- [Work instruction 1] In the psychology crossword clues, what range of values does clue 2 Down give for the number that expresses a correlation's strength and direction?
- [Work instruction 2]
For each statement below, decide whether it agrees with the psychology crossword clues. Answer yes or no, and quote the deciding words.
(a) Clue 22 Across describes the arithmetic average of a set of scores.
(b) Clue 23 Down describes the middle score of a distribution.
(c) Clue 43 Across describes a fast communication system.
- [Work instruction 3] Retype the section of the psychology crossword clues that opens with the words containing "- 43. Body’s" and closes with "settings without interference.".

- [Document text]

Across
- 2. In‑depth study of one person or small group to reveal general principles.
- 4. Study of physical, cognitive, and social changes across the lifespan.
- 7. Technique for gathering self‑reported attitudes or behaviors from many people.
- 12. Extent to which findings apply to populations or settings beyond the sample.
- 15. Change caused by expectations about a treatment rather than the treatment itself.
- 17. Measure of how much scores vary around the mean.
- 22. Arithmetic average of a set of scores.
- 24. Chemical messengers that cross synapses between neurons.
- 25. Procedure where neither participants nor researchers know group assignments.
- 29. Choosing participants so every member of a population has equal selection chance.
- 32. Studying the mind by analyzing its basic components or structures.
- 35. Systematic process of forming hypotheses, collecting data, and drawing conclusions.
- 37. Debate over relative influence of genes and environment on behavior.
- 39. Inactive substance or treatment used for comparison in experiments.
- 40. Assigning participants to groups by chance to reduce preexisting differences.
- 43. Body’s “slow” chemical communication system using hormones in the bloodstream.
- 44. Organized set of principles that explains and predicts events or behaviors.
- 45. Objective analysis of evidence to form a reasoned judgment.
- 46. Brief electrical impulse that travels down an axon.
- 47. Participants who receive the treatment or manipulation.
- 48. Nerve cell that is the basic building block of the nervous system.
- 49. Approach emphasizing unconscious drives, conflicts, and early childhood experiences.
Down
- 1. Observing behavior in natural settings without interference.
- 2. Number from −1 to +1 expressing strength and direction of a correlation.
- 3. Numbers that summarize and describe characteristics of a data set.
- 5. Tendency to seek and remember information that confirms existing beliefs.
- 6. Tendency to believe after an outcome that one “knew it all along.”
- 8. Repeating a study to see if the original finding is reproduced.
- 9. Variable the researcher manipulates to examine its effect.
- 10. Perception of a relationship where none exists or is weaker than believed.
- 11. Quality of a theory being capable of being disproved by evidence.
- 13. Tendency to overestimate the accuracy of one’s knowledge and judgments.
- 14. Result unlikely to have occurred by chance alone.
- 16. Error from selecting a sample that does not represent the population.
- 18. Statistical measure describing how strongly two variables change together.
- 19. Factors or conditions that can change and be measured in research.
- 20. Participants who do not receive the treatment; provide comparison baseline.
- 21. Uncontrolled variables that may influence the dependent variable.
- 23. Most frequently occurring score in a distribution.
- 26. Body’s electrochemical communication network of neurons.
- 27. Precise statements of how variables are measured or manipulated.
- 28. Testable prediction often implied by a theory.
- 30. Middle score when data are ordered from lowest to highest.
- 31. Study of how natural selection shapes behavior and mental processes.
- 33. Variable that is measured to assess the impact of the manipulation.
- 34. Chemical messengers released by glands that travel through the blood.
- 36. Biologically programmed growth processes that unfold over time.
- 38. Research method that manipulates variables to determine cause and effect.
- 41. Symmetrical bell‑shaped distribution where most scores cluster around the mean.
- 42. Studying how mental processes and behavior function to help organisms adapt.

[Natural language region descriptions]
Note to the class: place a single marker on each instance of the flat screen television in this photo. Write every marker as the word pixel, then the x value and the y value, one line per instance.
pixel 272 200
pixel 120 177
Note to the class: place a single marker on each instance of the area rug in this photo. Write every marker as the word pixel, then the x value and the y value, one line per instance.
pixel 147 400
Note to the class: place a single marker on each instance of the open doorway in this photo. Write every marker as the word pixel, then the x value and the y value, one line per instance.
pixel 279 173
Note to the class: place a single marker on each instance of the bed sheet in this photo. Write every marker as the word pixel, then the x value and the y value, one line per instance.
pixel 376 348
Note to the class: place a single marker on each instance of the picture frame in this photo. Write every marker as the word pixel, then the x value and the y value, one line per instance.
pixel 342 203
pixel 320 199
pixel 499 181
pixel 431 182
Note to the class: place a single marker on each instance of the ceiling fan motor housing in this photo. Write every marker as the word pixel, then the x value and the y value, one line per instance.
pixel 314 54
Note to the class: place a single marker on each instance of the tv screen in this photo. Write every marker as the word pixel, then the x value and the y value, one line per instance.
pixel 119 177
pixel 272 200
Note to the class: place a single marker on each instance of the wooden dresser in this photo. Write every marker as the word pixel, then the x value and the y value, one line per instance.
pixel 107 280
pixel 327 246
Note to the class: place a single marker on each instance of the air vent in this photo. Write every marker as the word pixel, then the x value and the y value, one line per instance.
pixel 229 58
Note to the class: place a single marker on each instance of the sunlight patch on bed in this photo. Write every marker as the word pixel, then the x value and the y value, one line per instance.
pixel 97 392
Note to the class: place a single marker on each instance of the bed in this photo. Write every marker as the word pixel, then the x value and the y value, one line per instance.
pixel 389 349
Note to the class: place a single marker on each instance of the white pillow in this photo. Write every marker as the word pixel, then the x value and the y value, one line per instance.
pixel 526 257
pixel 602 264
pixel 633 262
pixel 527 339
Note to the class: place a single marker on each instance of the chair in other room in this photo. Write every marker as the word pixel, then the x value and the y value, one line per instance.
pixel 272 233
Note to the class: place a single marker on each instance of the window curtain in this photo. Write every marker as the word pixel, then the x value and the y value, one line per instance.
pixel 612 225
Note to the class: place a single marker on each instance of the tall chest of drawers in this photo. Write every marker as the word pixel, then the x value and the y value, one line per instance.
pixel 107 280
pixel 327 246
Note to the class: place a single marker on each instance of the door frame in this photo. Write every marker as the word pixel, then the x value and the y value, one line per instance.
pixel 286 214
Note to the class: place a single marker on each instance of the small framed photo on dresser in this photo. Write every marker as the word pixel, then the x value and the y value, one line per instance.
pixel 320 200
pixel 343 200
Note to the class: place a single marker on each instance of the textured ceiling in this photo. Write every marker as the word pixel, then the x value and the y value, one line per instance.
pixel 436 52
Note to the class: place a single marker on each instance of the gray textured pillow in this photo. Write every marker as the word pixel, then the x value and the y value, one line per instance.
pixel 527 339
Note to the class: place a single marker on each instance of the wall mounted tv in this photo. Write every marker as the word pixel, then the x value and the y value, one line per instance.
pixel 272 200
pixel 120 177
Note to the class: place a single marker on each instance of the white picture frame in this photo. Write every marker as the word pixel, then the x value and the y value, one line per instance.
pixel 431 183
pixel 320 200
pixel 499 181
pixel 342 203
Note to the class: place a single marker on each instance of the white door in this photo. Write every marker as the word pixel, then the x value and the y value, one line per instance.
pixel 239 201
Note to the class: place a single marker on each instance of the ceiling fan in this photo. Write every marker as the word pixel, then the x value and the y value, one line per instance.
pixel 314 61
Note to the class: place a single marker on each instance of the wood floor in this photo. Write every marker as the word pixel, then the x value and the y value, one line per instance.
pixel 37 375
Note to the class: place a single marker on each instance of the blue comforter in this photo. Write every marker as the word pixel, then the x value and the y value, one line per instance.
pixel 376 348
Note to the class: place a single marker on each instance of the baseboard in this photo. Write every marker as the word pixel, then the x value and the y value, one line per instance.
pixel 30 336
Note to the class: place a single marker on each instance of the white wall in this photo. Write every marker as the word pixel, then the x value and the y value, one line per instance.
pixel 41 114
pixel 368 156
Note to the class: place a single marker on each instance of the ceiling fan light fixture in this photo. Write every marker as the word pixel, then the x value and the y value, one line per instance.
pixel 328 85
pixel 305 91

- [Task output 1] From −1 to +1.

- [Task output 2]
(a) Yes: "Arithmetic average of a set of scores."
(b) No: "Most frequently occurring score in a distribution."
(c) No: "Body’s “slow” chemical communication system using hormones in the bloodstream."

- [Task output 3]
- 43. Body’s “slow” chemical communication system using hormones in the bloodstream.
- 44. Organized set of principles that explains and predicts events or behaviors.
- 45. Objective analysis of evidence to form a reasoned judgment.
- 46. Brief electrical impulse that travels down an axon.
- 47. Participants who receive the treatment or manipulation.
- 48. Nerve cell that is the basic building block of the nervous system.
- 49. Approach emphasizing unconscious drives, conflicts, and early childhood experiences.
Down
- 1. Observing behavior in natural settings without interference.